Mitochondria‑endoplasmic reticulum contact site nexus: Molecular integration, disease pathogenesis and therapeutic opportunities (Review)

Mitochondria‑endoplasmic reticulum contact sites (MERCs) are dynamic, nanoscale membrane domains that serve as crucial signaling hubs for inter‑organellar communication. These specialized interfaces are maintained by a complex network composed of tethering, promoter, and disruptor proteins and coordinate a wide range of cellular processes, such as calcium and zinc ion homeostasis, lipid biosynthesis and transfer, redox signaling, mitochondrial dynamics (fission, fusion and mitophagy), autophagy, apoptosis, inflammation and cellular senescence. Accordingly, the structural and functional integrity of MERCs is vital for cellular adaptation and survival. Nevertheless, MERC plasticity is often impaired in various human pathologies. Alterations in MERC composition, abundance, or function are regarded as pathogenic mechanisms in neurodegenerative diseases, metabolic disorders, cardiovascular conditions, cancer and orthopedic diseases. Common manifestations of MERC dysfunction include disrupted ion signaling, bioenergetic failure, excessive oxidative stress, and impaired organelle quality control. Therefore, targeted modulation of MERCs represents a promising therapeutic avenue. However, translating this potential into clinical practice faces considerable challenges. This is because MERC function is dynamic, context‑dependent and dualistic; both excessive and deficient coupling can drive pathology. Future progress hinges on deciphering the precise regulatory codes that govern MERC assembly, developing tools for real‑time, high‑resolution in vivo analysis, and designing innovative, cell‑type‑specific interventions that normalize rather than simply inhibit or enhance MERC function. A multidisciplinary approach integrating spatial proteomics, super‑resolution imaging, and advanced disease modeling is warranted for unlocking the full diagnostic and therapeutic potential of these organelle contact sites.

**ACTIVITY:**
Name every category of disease that the review on mitochondria-endoplasmic reticulum contact sites says MERC alterations are regarded as a pathogenic mechanism in. The records that follow come from a separate source unrelated to this text.

**EXERCISE DATA:**
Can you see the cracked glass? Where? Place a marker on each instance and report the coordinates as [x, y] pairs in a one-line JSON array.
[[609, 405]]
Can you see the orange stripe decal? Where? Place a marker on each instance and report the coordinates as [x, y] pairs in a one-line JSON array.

...

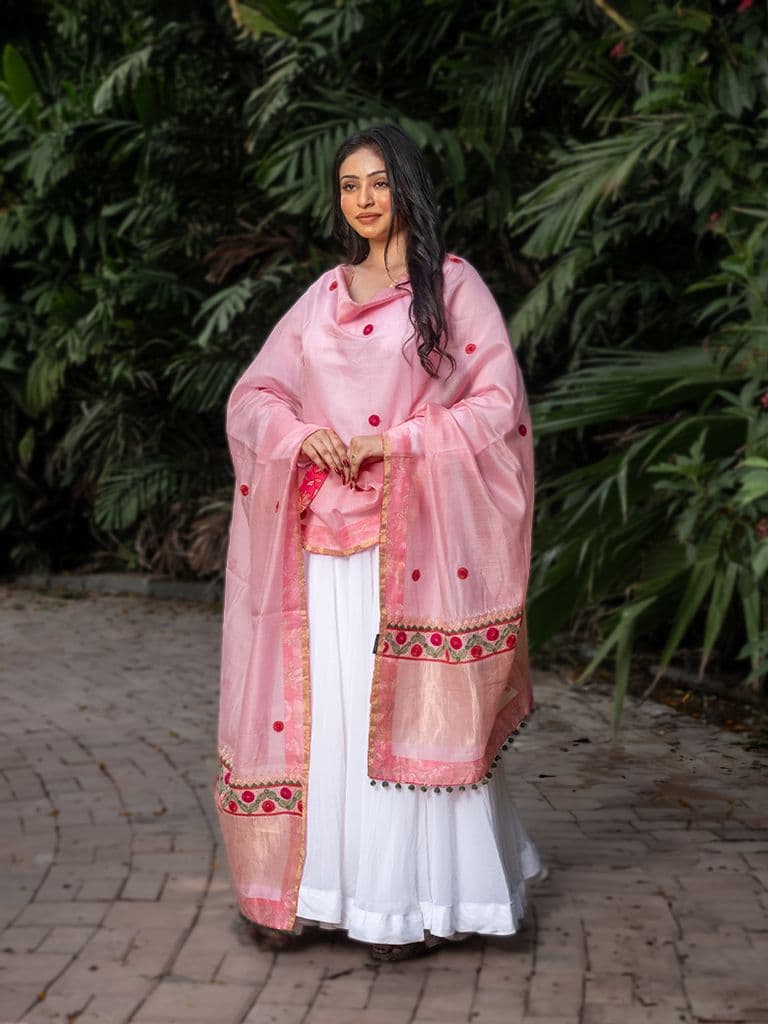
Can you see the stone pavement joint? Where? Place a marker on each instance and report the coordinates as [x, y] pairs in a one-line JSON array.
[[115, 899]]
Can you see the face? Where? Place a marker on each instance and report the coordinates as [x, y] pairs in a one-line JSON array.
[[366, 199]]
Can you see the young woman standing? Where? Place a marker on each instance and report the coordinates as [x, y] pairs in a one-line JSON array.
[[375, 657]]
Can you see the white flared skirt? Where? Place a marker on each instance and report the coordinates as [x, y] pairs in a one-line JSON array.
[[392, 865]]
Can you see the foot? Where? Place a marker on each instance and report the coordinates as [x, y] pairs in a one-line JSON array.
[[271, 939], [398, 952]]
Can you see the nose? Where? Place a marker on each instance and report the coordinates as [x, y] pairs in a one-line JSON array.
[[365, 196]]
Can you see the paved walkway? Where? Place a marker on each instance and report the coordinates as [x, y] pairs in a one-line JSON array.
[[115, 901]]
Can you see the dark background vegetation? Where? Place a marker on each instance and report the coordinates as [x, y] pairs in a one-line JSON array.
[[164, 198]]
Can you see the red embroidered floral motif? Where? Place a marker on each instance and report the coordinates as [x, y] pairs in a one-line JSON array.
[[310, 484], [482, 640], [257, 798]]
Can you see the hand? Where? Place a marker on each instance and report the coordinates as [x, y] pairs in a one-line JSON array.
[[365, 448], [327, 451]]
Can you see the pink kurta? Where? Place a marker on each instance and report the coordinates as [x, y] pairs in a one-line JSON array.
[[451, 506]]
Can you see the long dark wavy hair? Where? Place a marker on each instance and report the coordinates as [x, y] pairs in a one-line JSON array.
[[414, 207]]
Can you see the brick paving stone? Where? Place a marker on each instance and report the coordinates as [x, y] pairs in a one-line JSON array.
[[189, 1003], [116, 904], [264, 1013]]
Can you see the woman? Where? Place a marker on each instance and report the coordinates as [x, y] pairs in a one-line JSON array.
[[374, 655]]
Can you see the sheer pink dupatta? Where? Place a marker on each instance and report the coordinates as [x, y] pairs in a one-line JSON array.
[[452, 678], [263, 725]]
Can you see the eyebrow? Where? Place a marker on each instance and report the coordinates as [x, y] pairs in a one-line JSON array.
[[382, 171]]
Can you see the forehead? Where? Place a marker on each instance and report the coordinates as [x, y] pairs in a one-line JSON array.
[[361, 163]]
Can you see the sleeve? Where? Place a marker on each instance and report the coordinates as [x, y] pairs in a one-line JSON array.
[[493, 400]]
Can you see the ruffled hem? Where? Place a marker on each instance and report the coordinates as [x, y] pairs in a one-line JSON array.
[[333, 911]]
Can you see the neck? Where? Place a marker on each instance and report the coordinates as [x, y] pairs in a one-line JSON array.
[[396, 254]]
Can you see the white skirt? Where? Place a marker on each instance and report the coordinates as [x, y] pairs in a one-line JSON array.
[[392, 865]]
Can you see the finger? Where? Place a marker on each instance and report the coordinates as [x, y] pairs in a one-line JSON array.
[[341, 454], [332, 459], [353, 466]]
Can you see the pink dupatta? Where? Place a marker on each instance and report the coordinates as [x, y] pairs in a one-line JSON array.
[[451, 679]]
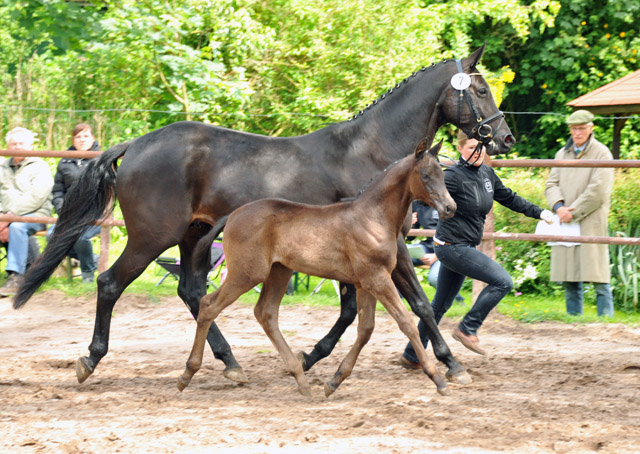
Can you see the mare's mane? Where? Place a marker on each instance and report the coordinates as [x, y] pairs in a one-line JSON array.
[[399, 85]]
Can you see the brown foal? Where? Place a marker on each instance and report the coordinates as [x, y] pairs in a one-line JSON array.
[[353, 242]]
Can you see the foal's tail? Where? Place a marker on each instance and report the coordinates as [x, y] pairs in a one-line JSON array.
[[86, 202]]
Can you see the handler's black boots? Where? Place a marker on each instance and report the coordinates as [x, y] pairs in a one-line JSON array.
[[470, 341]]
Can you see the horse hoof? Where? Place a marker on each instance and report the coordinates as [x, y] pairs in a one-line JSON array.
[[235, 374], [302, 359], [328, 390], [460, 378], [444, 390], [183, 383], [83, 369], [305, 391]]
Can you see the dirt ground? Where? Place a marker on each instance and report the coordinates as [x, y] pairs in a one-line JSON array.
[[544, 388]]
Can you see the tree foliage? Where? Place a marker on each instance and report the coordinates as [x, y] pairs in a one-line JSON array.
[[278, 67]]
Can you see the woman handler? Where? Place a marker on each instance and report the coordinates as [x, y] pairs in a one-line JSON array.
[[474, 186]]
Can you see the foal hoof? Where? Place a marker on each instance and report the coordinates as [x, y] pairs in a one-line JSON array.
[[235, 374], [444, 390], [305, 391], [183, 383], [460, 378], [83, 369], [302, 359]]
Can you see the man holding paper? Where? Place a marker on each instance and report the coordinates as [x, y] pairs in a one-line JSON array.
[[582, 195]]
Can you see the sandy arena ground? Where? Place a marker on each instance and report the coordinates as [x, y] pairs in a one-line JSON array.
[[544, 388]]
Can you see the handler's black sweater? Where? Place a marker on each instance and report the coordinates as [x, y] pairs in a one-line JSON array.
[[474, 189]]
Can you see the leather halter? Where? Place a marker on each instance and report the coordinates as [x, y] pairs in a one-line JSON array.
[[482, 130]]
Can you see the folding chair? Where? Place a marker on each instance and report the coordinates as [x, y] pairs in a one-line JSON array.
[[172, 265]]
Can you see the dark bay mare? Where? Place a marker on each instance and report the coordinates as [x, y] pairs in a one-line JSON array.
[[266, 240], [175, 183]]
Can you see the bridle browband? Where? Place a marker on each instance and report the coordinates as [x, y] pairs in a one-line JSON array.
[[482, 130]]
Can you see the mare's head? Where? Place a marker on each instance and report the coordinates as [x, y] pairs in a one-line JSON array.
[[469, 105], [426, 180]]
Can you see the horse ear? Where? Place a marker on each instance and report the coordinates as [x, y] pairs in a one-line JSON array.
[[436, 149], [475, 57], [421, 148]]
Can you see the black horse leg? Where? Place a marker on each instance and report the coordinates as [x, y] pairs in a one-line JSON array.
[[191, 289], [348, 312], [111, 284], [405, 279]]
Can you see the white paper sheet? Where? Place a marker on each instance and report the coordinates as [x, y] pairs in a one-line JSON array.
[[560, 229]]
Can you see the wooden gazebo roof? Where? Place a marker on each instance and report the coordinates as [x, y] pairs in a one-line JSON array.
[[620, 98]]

**RESPONSE TO THE TASK:**
- Neurodegenerative diseases
- Metabolic disorders
- Cardiovascular conditions
- Cancer
- Orthopedic diseases